→ **SELECTED PASSAGE**:
— Begin —

Skip to content

Page Domain

The Page domain forms the core of Pydoll's architecture, providing a comprehensive interface for controlling browser tabs and their content. This domain bridges your high-level automation code with the browser's capabilities, enabling everything from basic navigation to complex interaction patterns.

graph TB
    User[User Code] --> Page[Page Domain]

    subgraph "Core Capabilities"
        Page --> Nav[Navigation]
        Page --> Elements[Element Operations]
        Page --> JS[JavaScript Execution]
        Page --> Events[Event System]
        Page --> State[Session Management]
    end

    Nav & Elements & JS --> Website[Website]
    Events <--> Website

Technical Architecture

The Page domain in Pydoll acts as an integration layer between your automation code and multiple Chrome DevTools Protocol (CDP) domains. It's implemented as a concrete class that integrates multiple functional capabilities through composition and inheritance.

— End —

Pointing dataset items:
— Begin —

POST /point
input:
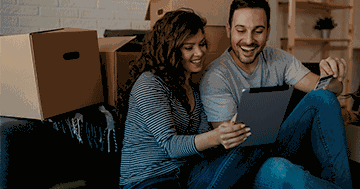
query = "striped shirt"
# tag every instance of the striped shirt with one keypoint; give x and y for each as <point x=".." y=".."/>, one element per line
<point x="159" y="133"/>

— End —

→ **EXERCISE BRIEF**: Reproduce the Page Domain text in full, word for word and line for line.

→ **REPLY TO THE EXERCISE**:
Skip to content

Page Domain

The Page domain forms the core of Pydoll's architecture, providing a comprehensive interface for controlling browser tabs and their content. This domain bridges your high-level automation code with the browser's capabilities, enabling everything from basic navigation to complex interaction patterns.

graph TB
    User[User Code] --> Page[Page Domain]

    subgraph "Core Capabilities"
        Page --> Nav[Navigation]
        Page --> Elements[Element Operations]
        Page --> JS[JavaScript Execution]
        Page --> Events[Event System]
        Page --> State[Session Management]
    end

    Nav & Elements & JS --> Website[Website]
    Events <--> Website

Technical Architecture

The Page domain in Pydoll acts as an integration layer between your automation code and multiple Chrome DevTools Protocol (CDP) domains. It's implemented as a concrete class that integrates multiple functional capabilities through composition and inheritance.